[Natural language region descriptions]
■ ■ ■
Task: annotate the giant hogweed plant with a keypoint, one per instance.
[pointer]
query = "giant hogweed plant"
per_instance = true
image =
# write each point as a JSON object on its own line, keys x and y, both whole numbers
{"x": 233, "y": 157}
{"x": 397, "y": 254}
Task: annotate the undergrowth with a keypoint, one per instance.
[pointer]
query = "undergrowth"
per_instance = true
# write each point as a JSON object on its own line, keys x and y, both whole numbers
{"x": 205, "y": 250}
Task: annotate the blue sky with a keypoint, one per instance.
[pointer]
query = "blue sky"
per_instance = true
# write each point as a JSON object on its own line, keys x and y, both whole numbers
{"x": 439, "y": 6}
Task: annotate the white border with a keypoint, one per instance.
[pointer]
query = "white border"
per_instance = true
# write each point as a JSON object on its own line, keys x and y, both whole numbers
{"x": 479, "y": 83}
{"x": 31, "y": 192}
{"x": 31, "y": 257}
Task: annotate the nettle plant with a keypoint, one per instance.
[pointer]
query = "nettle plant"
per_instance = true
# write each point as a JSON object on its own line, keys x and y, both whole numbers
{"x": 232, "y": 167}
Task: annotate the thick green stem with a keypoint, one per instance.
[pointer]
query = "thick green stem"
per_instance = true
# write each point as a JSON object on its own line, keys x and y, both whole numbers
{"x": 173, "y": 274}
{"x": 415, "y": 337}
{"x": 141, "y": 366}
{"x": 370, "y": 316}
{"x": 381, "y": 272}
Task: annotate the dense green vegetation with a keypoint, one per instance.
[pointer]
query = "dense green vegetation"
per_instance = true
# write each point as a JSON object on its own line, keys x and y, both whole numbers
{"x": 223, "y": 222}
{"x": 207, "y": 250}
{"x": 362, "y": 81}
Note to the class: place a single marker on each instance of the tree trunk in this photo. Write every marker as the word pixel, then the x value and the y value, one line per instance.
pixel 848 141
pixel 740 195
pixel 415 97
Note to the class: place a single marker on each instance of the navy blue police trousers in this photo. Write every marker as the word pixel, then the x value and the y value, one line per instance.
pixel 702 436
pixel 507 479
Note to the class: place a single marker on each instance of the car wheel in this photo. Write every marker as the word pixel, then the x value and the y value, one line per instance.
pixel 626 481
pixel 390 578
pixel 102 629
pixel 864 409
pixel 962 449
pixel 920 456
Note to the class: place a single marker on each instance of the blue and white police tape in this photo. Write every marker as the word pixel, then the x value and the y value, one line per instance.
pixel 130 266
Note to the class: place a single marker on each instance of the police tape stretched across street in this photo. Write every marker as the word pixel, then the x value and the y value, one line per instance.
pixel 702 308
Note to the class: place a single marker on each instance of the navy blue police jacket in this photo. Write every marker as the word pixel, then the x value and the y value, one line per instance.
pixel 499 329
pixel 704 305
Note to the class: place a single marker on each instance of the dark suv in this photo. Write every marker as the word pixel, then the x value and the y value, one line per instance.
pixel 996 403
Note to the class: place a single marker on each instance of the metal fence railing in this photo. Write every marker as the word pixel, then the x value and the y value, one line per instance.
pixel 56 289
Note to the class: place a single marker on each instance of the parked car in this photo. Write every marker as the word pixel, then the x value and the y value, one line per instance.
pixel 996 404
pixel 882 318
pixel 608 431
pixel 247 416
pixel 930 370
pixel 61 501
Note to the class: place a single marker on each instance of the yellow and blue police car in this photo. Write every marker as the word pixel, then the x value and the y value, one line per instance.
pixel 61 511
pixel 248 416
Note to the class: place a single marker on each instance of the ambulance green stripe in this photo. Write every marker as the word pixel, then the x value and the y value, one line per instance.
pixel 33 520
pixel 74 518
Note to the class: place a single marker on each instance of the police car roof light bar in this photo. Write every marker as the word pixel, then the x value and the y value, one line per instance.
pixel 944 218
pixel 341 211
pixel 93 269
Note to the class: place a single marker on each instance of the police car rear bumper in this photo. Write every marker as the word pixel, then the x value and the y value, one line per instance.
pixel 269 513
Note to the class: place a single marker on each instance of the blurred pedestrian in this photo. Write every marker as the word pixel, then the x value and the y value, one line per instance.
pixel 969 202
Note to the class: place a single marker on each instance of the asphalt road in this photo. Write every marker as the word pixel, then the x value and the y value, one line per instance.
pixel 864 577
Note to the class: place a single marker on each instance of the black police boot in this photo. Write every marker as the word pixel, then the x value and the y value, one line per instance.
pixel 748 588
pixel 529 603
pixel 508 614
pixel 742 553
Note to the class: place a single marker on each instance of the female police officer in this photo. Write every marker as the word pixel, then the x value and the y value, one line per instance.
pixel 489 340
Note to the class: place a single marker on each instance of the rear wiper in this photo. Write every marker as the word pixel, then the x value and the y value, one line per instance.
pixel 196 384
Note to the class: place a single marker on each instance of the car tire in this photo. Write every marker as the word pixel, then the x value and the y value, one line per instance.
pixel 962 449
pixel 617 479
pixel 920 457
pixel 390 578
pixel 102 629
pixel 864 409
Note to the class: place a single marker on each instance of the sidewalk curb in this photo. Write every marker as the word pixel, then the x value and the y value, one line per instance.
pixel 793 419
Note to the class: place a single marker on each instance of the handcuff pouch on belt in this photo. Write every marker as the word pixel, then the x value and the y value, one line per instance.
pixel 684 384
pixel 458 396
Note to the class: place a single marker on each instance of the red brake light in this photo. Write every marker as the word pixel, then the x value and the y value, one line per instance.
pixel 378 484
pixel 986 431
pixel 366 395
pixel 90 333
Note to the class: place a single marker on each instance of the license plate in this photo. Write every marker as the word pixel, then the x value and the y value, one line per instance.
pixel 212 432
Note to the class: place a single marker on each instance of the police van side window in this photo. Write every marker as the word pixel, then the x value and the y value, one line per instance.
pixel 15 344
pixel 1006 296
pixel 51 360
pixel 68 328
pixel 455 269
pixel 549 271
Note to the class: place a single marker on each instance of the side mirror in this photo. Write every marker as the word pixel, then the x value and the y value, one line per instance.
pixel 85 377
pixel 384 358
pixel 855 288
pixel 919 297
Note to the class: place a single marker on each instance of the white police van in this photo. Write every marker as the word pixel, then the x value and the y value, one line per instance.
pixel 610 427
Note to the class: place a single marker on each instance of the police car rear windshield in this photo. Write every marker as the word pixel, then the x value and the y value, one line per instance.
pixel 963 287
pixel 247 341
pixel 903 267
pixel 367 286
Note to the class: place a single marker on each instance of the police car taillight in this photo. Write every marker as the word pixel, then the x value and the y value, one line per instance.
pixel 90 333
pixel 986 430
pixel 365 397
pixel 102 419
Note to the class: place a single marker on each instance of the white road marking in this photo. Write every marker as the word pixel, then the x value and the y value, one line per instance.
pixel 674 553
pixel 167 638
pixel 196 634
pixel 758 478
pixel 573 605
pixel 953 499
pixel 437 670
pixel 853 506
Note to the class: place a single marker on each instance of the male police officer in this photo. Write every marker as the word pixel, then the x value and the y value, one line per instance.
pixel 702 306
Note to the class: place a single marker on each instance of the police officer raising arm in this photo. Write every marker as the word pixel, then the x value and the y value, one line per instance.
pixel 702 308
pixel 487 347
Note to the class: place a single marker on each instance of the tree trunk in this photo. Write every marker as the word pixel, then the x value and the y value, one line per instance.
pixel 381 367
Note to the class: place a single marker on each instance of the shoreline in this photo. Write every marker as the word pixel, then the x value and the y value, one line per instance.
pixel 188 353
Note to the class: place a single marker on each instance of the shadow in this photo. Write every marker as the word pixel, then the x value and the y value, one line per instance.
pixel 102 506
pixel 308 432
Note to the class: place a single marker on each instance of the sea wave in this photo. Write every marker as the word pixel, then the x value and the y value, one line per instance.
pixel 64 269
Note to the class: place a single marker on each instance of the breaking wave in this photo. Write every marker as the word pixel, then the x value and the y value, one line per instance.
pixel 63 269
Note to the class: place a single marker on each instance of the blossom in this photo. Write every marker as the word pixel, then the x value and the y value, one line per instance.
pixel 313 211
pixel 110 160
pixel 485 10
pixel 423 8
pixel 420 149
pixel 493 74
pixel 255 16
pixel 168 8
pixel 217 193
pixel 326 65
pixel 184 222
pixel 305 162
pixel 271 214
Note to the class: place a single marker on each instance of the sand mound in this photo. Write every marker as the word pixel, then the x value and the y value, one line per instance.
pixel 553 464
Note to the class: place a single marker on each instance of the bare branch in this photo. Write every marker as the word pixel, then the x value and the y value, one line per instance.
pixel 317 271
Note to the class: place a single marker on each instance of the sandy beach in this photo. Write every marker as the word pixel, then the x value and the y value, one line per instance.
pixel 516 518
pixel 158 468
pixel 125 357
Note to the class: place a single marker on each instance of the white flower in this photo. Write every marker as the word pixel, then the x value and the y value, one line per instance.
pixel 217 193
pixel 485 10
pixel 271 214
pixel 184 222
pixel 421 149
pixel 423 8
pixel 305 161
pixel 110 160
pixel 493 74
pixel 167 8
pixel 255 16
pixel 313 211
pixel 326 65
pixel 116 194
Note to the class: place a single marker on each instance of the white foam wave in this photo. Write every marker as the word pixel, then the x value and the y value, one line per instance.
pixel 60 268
■ ■ ■
TO DO ▸ Only lines with the word "keypoint" count here; copy every one from the records.

RESPONSE BELOW ▸
Task: annotate the giant hogweed plant with a keypoint, one per instance.
Task: annotate the undergrowth with a keypoint, one per instance.
Task: annotate the blue sky with a keypoint, one per instance.
Task: annotate the white border with a keypoint, one per instance.
Task: annotate the nettle plant with a keypoint, one per instance.
Task: annotate the thick green stem with a keypoint, one per instance.
Task: annotate the dense green vegetation with a keypoint, one per instance.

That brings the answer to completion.